Passage shown:
•••

Re: [PATCH 1/4] blk-mq: add API of blk_mq_unfreeze_queue_force

Ming Lei <ming.lei@xxxxxxxxxx> · Fri, 16 Jun 2023 15:33:41 +0800

On Fri, Jun 16, 2023 at 09:27:21AM +0200, Christoph Hellwig wrote:
> On Fri, Jun 16, 2023 at 03:20:38PM +0800, Ming Lei wrote:
> > > > > Shouldn't those writebacks be unblocked by the existing check in
> > > > > bio_queue_enter, test_bit(GD_DEAD, &disk->state))? Or are we missing a
> > > > > disk state update or wakeup on this condition?
> > > > 
> > > > GD_DEAD is only set if the device is really dead, then all pending IO
> > > > will be failed.
> > > 
> > > del_gendisk also sets GD_DEAD early on.
> > 
> > No.

•••

Material provided:
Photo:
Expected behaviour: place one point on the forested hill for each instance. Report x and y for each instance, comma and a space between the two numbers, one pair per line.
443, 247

•••

Exercise: Quote everything from "On Fri, Jun 16, 2023 at 09:27:21AM" down to "on this condition?" in the blk-mq patch reply above, without changing any of it.

Result of this task:
On Fri, Jun 16, 2023 at 09:27:21AM +0200, Christoph Hellwig wrote:
> On Fri, Jun 16, 2023 at 03:20:38PM +0800, Ming Lei wrote:
> > > > > Shouldn't those writebacks be unblocked by the existing check in
> > > > > bio_queue_enter, test_bit(GD_DEAD, &disk->state))? Or are we missing a
> > > > > disk state update or wakeup on this condition?